*EXERCISE OBJECTIVE*:
Write out, exactly and only, the lines that run from the top of the records to the line with "Identify the anal". Include both ends; exclude pictures.

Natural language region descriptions
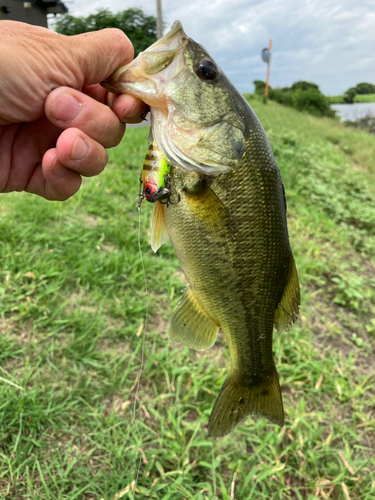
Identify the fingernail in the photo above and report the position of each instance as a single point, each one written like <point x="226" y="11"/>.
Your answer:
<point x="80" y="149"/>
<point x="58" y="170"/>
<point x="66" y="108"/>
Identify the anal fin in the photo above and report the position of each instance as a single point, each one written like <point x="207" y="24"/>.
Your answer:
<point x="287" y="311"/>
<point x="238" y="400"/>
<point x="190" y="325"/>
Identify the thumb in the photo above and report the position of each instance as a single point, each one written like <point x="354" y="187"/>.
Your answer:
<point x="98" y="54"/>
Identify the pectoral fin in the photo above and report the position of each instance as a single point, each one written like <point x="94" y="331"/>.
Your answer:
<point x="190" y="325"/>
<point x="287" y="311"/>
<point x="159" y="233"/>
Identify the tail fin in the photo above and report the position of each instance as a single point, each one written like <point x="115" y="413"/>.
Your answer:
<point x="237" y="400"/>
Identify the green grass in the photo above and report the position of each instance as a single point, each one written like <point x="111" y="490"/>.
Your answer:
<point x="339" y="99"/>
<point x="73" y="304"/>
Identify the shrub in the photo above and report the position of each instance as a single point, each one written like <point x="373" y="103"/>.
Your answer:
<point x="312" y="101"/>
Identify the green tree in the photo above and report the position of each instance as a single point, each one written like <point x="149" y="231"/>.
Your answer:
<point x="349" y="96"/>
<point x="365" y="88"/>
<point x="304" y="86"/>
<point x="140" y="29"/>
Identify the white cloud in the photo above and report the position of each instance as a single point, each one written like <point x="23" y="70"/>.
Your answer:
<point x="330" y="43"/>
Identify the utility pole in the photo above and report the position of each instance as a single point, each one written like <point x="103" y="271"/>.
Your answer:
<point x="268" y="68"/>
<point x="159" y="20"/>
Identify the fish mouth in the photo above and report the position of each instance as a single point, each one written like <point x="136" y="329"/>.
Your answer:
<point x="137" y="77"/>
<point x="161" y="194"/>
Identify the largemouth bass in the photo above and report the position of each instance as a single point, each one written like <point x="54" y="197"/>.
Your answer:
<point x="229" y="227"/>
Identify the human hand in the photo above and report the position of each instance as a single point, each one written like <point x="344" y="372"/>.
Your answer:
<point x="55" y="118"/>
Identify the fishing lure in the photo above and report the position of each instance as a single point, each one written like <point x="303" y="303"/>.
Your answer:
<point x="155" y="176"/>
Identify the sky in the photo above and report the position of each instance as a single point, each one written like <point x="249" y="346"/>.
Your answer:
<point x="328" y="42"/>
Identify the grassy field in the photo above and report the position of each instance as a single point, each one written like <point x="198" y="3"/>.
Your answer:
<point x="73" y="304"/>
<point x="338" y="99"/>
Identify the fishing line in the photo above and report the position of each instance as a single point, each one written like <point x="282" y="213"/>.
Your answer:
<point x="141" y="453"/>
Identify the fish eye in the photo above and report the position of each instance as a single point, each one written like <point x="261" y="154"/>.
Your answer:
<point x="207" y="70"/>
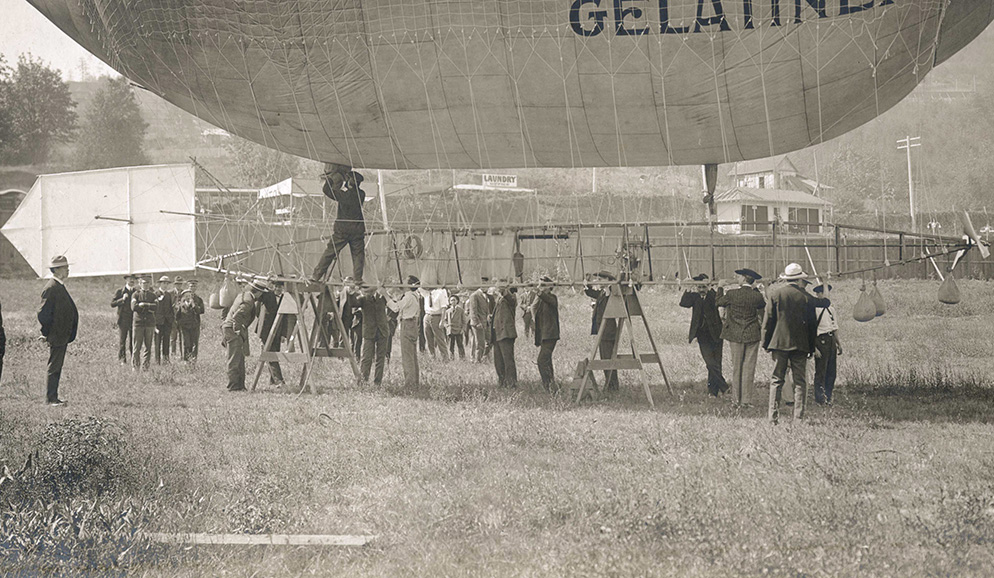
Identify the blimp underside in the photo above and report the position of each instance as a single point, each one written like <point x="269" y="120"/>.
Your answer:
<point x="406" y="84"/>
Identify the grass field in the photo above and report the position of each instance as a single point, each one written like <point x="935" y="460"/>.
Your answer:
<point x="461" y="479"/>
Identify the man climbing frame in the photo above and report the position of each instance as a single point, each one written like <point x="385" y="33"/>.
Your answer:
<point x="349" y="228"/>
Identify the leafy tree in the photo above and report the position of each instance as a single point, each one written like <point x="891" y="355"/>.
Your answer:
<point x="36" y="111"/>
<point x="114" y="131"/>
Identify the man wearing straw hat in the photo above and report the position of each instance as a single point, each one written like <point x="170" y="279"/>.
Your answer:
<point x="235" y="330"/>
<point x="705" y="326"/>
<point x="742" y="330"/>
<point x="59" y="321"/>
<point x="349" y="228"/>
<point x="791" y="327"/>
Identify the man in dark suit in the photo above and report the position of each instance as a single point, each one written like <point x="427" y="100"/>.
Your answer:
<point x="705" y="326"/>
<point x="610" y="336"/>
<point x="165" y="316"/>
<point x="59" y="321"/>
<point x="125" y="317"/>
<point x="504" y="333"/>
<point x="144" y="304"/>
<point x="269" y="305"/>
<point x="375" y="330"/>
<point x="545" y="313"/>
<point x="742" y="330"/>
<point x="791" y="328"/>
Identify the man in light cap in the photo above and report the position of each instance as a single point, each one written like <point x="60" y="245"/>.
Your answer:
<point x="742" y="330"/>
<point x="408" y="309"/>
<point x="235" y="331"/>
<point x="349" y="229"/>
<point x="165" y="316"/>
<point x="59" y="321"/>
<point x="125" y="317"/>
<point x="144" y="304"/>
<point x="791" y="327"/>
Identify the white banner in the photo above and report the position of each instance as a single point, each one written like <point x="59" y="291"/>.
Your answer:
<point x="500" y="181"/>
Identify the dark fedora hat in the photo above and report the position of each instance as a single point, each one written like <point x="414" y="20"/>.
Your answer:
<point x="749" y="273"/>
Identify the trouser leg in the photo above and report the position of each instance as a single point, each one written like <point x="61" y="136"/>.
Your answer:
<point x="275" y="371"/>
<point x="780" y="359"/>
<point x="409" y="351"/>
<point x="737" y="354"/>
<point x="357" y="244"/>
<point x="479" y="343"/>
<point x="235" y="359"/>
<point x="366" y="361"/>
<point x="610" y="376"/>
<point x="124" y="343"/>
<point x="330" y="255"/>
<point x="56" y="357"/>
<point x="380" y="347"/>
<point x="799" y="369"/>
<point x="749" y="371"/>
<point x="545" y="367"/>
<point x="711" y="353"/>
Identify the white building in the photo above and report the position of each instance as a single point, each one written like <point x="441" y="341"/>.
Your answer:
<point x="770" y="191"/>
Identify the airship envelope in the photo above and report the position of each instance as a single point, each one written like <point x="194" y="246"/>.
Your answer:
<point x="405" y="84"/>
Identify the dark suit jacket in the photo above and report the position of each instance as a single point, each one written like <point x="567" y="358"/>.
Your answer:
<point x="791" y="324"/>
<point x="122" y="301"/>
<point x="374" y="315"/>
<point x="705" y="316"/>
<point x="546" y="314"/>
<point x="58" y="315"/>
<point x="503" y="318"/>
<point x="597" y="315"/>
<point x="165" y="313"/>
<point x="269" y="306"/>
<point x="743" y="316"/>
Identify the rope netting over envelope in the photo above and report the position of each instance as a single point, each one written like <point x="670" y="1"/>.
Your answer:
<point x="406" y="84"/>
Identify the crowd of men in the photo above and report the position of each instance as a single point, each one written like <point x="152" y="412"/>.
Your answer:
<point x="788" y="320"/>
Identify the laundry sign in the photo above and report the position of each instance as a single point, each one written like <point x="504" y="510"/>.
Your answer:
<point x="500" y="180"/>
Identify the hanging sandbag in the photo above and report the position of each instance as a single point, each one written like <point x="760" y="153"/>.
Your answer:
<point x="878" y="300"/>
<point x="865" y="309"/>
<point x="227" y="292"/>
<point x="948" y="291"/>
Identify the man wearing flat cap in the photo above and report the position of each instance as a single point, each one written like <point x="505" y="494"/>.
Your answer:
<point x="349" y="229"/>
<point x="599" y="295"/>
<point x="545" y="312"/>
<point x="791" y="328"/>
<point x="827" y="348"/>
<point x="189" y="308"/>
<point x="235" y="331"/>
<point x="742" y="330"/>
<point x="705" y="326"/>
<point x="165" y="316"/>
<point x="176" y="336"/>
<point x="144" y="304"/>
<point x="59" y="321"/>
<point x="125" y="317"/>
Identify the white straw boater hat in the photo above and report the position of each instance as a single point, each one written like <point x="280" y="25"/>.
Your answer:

*SOLUTION TO THIS EXERCISE*:
Identify the fingernail in the photo above and report the position of each instance as a single point, each one written like <point x="226" y="11"/>.
Your answer:
<point x="80" y="149"/>
<point x="58" y="170"/>
<point x="66" y="108"/>
Identify the anal fin in the photo above and report the position of each instance as a single point, each one written like <point x="207" y="24"/>.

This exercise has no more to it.